Document text:
┄┄┄┄┄┄┄┄┄┄┄┄┄┄┄┄┄┄┄┄

Combine custom scratch and root size

You can combine parameters as needed. For example, qsub -l root_size=150 -l scratch_size=200 -l nodes=2 will provision 2 nodes with 150GB / and 200GB SSD /scratch

Change the storage parameters at queue level

Edit /apps/soca/$SOCA_CONFIGURATION/cluster_manager/settings/queue_mapping.yml to configure default storage settings at a queue level:

queue_type:
  compute:
    # /root will be 30 GB and /scratch will be a standard 100GB SSD
    queues: ["queue1", "queue2", "queue3"]
    instance_ami: "ami-082b5a644766e0e6f"
    instance_type: "c5.large"
    scratch_size: "100"
    root_size: "30"

┄┄┄┄┄┄┄┄┄┄┄┄┄┄┄┄┄┄┄┄

Provided material:

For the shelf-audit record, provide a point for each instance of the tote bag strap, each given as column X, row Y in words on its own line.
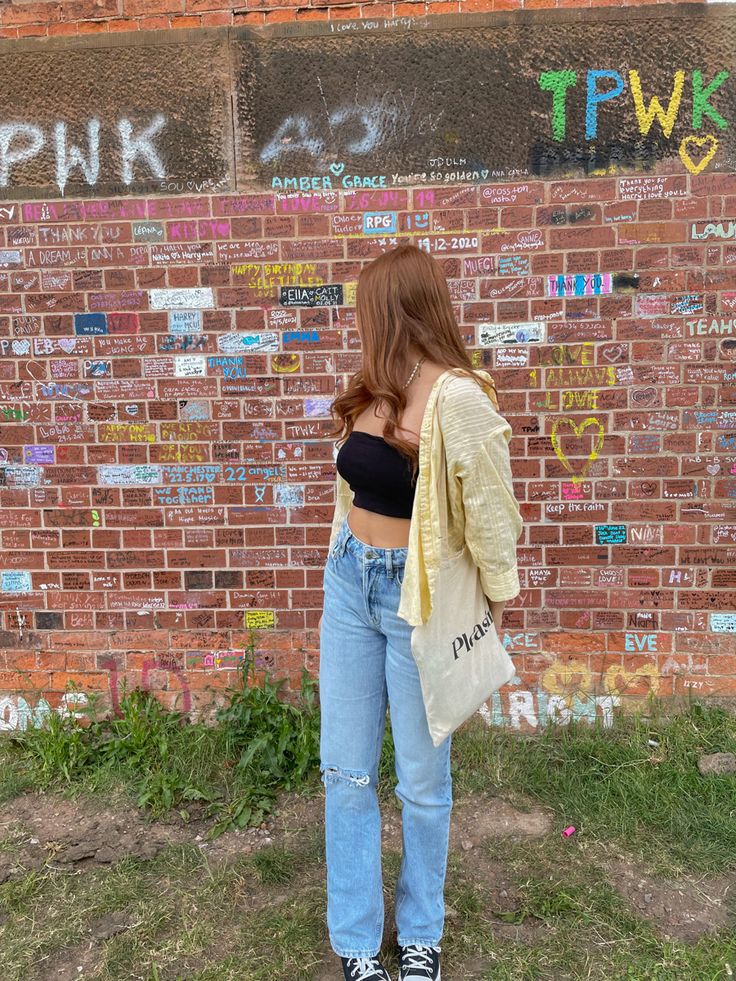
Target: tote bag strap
column 442, row 501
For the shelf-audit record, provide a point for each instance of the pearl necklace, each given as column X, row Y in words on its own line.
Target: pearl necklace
column 416, row 369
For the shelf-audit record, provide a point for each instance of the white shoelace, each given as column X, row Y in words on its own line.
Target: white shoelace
column 417, row 956
column 367, row 967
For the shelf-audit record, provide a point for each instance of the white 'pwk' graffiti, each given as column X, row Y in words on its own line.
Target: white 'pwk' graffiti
column 23, row 141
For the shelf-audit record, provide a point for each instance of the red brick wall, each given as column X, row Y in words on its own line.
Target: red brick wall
column 42, row 18
column 623, row 414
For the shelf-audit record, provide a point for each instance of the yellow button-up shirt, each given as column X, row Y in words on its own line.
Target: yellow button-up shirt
column 483, row 511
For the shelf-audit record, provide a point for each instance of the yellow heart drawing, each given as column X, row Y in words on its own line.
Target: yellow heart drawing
column 700, row 142
column 640, row 681
column 578, row 431
column 566, row 678
column 285, row 363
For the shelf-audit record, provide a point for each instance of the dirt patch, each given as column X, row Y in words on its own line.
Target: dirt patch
column 75, row 962
column 474, row 820
column 48, row 830
column 684, row 909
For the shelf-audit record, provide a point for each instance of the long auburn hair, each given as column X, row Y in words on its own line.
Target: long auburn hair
column 402, row 299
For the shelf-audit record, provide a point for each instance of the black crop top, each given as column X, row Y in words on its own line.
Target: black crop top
column 379, row 475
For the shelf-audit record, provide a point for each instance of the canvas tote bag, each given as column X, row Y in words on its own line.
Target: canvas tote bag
column 460, row 659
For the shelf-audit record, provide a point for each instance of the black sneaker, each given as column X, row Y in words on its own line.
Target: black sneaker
column 364, row 969
column 420, row 963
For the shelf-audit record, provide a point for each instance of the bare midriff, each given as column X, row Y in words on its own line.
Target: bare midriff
column 380, row 530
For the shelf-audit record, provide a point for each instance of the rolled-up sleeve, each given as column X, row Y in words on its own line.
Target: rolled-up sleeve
column 493, row 520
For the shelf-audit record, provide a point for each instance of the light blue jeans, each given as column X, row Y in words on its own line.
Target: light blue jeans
column 366, row 662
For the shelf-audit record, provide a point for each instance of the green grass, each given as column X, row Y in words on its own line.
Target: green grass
column 632, row 791
column 612, row 783
column 260, row 744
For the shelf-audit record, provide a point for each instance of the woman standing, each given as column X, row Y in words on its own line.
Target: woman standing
column 415, row 394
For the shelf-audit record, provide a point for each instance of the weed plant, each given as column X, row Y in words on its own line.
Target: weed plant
column 259, row 745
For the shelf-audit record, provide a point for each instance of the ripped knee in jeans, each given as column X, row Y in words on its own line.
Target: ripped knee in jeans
column 334, row 773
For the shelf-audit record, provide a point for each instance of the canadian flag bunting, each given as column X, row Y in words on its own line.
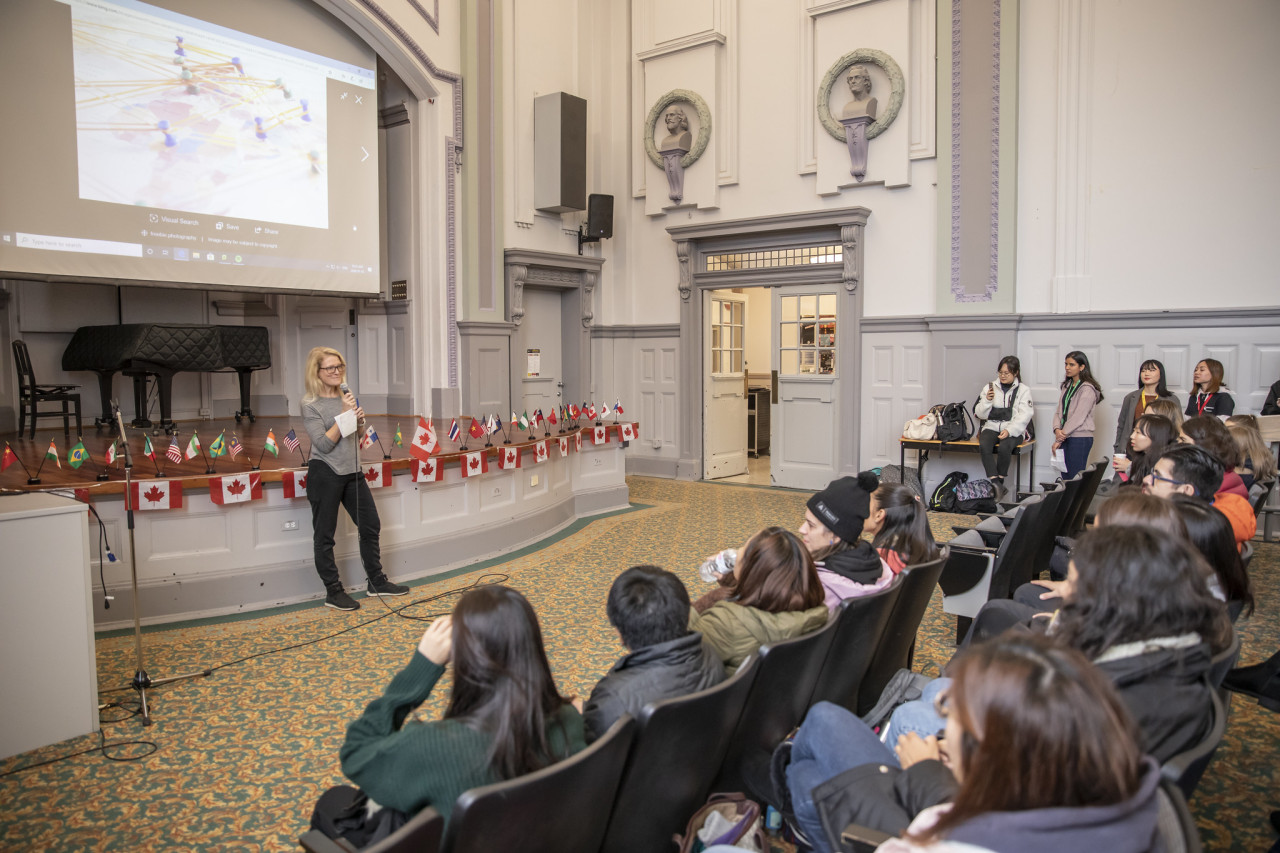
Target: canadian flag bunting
column 236, row 489
column 474, row 464
column 429, row 471
column 424, row 441
column 378, row 474
column 508, row 459
column 295, row 484
column 155, row 495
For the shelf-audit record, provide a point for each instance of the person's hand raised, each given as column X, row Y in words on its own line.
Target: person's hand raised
column 437, row 643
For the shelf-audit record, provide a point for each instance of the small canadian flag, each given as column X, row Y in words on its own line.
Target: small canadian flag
column 295, row 484
column 429, row 471
column 474, row 464
column 236, row 489
column 508, row 459
column 156, row 495
column 378, row 474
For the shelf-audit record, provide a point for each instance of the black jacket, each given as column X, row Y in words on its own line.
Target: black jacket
column 652, row 674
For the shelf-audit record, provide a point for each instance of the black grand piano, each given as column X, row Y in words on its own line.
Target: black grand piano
column 161, row 350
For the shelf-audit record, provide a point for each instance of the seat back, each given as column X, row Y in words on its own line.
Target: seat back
column 562, row 807
column 775, row 706
column 679, row 748
column 26, row 375
column 1187, row 767
column 894, row 651
column 859, row 625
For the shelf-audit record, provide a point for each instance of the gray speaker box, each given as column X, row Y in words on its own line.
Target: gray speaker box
column 560, row 153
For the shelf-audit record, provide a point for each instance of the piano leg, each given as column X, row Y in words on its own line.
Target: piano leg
column 246, row 410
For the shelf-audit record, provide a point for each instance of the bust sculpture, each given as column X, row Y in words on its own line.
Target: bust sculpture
column 673, row 147
column 855, row 117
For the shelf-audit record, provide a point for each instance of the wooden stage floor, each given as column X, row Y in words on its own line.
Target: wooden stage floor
column 251, row 437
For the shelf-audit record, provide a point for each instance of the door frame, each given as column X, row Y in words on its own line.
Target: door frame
column 694, row 243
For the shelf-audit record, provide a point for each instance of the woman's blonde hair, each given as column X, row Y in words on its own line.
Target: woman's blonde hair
column 312, row 370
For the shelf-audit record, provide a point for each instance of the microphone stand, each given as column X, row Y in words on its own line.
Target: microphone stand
column 141, row 680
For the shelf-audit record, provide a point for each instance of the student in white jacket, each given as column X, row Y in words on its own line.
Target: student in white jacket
column 1006, row 406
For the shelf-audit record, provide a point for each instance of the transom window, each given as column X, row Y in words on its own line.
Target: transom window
column 773, row 258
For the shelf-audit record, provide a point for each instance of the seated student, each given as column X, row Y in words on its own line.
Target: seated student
column 1257, row 460
column 1212, row 436
column 649, row 609
column 1192, row 470
column 504, row 719
column 776, row 596
column 1038, row 753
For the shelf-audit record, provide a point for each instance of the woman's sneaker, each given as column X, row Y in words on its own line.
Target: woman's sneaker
column 339, row 600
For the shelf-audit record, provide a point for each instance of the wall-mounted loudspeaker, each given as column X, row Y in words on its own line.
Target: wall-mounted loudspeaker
column 599, row 217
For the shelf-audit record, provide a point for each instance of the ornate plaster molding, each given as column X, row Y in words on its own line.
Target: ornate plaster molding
column 704, row 126
column 897, row 86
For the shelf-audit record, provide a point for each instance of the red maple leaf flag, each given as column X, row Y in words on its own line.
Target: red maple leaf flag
column 508, row 459
column 424, row 441
column 155, row 495
column 429, row 471
column 379, row 474
column 240, row 488
column 295, row 484
column 474, row 464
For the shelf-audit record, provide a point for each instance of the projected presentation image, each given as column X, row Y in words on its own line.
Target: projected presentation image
column 178, row 114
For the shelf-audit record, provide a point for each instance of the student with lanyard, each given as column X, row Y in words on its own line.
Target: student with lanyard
column 1073, row 420
column 1210, row 397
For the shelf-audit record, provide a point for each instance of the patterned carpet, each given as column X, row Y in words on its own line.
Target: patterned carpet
column 242, row 756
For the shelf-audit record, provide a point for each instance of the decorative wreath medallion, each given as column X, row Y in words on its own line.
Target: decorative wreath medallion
column 704, row 126
column 854, row 58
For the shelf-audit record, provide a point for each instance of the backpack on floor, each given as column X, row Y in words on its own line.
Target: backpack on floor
column 956, row 425
column 976, row 496
column 944, row 498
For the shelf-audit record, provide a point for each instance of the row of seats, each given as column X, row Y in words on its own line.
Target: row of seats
column 639, row 784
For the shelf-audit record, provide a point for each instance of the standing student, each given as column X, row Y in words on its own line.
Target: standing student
column 334, row 480
column 1210, row 396
column 1073, row 419
column 1151, row 387
column 1005, row 405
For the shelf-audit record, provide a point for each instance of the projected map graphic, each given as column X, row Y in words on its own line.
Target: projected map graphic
column 170, row 114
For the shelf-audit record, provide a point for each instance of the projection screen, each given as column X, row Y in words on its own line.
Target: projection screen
column 208, row 144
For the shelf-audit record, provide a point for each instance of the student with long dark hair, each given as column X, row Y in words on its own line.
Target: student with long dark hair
column 1151, row 387
column 1038, row 752
column 1006, row 409
column 776, row 596
column 1210, row 395
column 1073, row 419
column 504, row 717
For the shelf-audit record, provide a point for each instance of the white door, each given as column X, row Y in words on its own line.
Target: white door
column 804, row 419
column 725, row 396
column 540, row 352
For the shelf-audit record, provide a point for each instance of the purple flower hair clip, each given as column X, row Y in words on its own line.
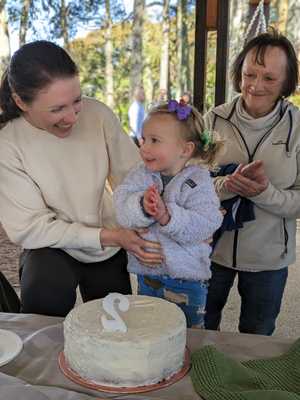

┄┄┄┄┄┄┄┄┄┄┄┄┄┄┄┄┄┄┄┄

Things to do:
1. List every setting key defined under "compute:" in the YAML block of the storage configuration text.
2. Extend the storage configuration text from the point it stops.
The entries are separate material from the storage configuration text.

Responses for each task:
1. queues, instance_ami, instance_type, scratch_size, root_size

2.
    # .. Refer to the doc for more supported parameters
  memory:
    # /scratch will be a SSD with provisioned IO
    queues: ["queue4"]
    instance_ami: "ami-082b5a644766e0e6f"
    instance_type: "r5.large"
    scratch_size: "300"
    scratch_iops: "5000"

  instancestore:
    # /scratch will use the default instance store
    queues: ["queue5"]
    instance_ami: "ami-082b5a644766e0e6f"
    instance_type: "m5dn.12large"
    root_size: "300"